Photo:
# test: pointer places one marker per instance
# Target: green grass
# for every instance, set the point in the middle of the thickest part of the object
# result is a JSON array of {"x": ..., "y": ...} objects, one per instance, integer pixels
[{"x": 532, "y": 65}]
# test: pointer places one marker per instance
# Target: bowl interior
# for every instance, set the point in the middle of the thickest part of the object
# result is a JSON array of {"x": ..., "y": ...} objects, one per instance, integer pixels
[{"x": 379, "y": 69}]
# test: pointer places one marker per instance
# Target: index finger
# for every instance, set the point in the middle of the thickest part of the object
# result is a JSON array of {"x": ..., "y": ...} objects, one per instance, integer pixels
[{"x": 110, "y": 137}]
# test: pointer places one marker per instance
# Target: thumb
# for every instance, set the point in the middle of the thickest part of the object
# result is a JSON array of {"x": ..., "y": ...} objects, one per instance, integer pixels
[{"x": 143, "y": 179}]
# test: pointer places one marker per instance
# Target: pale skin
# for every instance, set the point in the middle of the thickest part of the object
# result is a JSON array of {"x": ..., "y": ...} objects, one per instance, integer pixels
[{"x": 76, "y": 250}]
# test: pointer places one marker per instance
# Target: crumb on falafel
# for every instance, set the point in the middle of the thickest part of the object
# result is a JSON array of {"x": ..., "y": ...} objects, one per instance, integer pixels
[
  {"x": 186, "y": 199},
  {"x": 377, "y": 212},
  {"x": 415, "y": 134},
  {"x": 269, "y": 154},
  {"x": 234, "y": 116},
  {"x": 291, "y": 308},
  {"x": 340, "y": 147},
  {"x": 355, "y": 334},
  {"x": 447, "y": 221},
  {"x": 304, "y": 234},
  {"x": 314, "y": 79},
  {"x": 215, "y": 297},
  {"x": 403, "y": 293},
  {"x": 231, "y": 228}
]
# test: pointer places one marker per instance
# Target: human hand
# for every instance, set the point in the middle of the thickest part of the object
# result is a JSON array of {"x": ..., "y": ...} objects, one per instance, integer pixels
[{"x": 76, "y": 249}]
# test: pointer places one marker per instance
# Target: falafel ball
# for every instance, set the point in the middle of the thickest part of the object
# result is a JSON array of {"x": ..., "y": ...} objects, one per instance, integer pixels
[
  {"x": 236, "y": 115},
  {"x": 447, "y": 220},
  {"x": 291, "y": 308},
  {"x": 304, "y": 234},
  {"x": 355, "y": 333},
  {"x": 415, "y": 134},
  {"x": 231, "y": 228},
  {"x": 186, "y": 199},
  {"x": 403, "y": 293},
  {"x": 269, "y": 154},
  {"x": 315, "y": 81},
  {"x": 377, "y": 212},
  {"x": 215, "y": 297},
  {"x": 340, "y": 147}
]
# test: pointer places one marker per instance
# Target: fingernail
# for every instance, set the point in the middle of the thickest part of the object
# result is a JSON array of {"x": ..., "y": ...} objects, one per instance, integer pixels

----

- What needs to be done: Every line above is to be transcribed exactly.

- Response to the exercise:
Photo:
# test: pointer places one marker per instance
# Target: green grass
# for every instance, set the point in the middle of the thickest part of the object
# result is a JSON array of {"x": ..., "y": ...} objects, one per instance, integer pixels
[{"x": 532, "y": 65}]
# test: pointer places one marker per instance
# Target: bowl interior
# for every instance, set the point in the middle of the thickest part of the object
# result is a JSON array of {"x": ..., "y": ...} objects, one per instance, integer pixels
[{"x": 379, "y": 69}]
# test: pointer places one marker per instance
# Target: index finger
# for every instance, set the point in the middle of the thickest part of the object
# result is a JSON array of {"x": ..., "y": ...} objects, one per instance, integer pixels
[{"x": 110, "y": 137}]
# test: pointer places one marker per instance
# Target: thumb
# for every instance, set the point in the middle of the thickest part of the object
# result is a JSON array of {"x": ..., "y": ...} objects, one per instance, integer pixels
[{"x": 143, "y": 179}]
# test: pointer places one marker per instance
# Target: pale skin
# for every instance, set the point in the middle of the thickest part of the object
# result is a JSON array of {"x": ..., "y": ...} objects, one per instance, integer pixels
[{"x": 76, "y": 250}]
# test: pointer places one marker per instance
# Target: crumb on falafel
# for every instance, set the point in the middle of the thickest part of the object
# result is a JSON array of {"x": ..., "y": ...} objects, one per instance, integer pixels
[
  {"x": 186, "y": 199},
  {"x": 377, "y": 212},
  {"x": 415, "y": 134},
  {"x": 269, "y": 154},
  {"x": 234, "y": 116},
  {"x": 291, "y": 308},
  {"x": 340, "y": 147},
  {"x": 355, "y": 334},
  {"x": 447, "y": 221},
  {"x": 304, "y": 234},
  {"x": 314, "y": 79},
  {"x": 215, "y": 297},
  {"x": 403, "y": 293},
  {"x": 231, "y": 228}
]
# test: pointer places one marker per instance
# Target: human hand
# for every instance, set the point in the middle of the thickest part of the object
# result is a JSON array of {"x": ..., "y": ...} objects, one per instance, integer pixels
[{"x": 76, "y": 249}]
# test: pointer places one marker per instance
# Target: falafel ball
# for every instance, set the point in the middle of the thickest part of the object
# result is a JSON array of {"x": ..., "y": ...} objects, one per instance, integer pixels
[
  {"x": 236, "y": 115},
  {"x": 447, "y": 220},
  {"x": 291, "y": 308},
  {"x": 304, "y": 234},
  {"x": 355, "y": 333},
  {"x": 415, "y": 134},
  {"x": 231, "y": 228},
  {"x": 186, "y": 199},
  {"x": 403, "y": 293},
  {"x": 269, "y": 154},
  {"x": 315, "y": 81},
  {"x": 377, "y": 212},
  {"x": 215, "y": 297},
  {"x": 340, "y": 147}
]
# test: pointer places one marker per instance
# Target: fingernail
# for every instance, set the point in the middle of the thickest part of the object
# result is a JSON array of {"x": ..., "y": ...} objects, one per instance, integer pixels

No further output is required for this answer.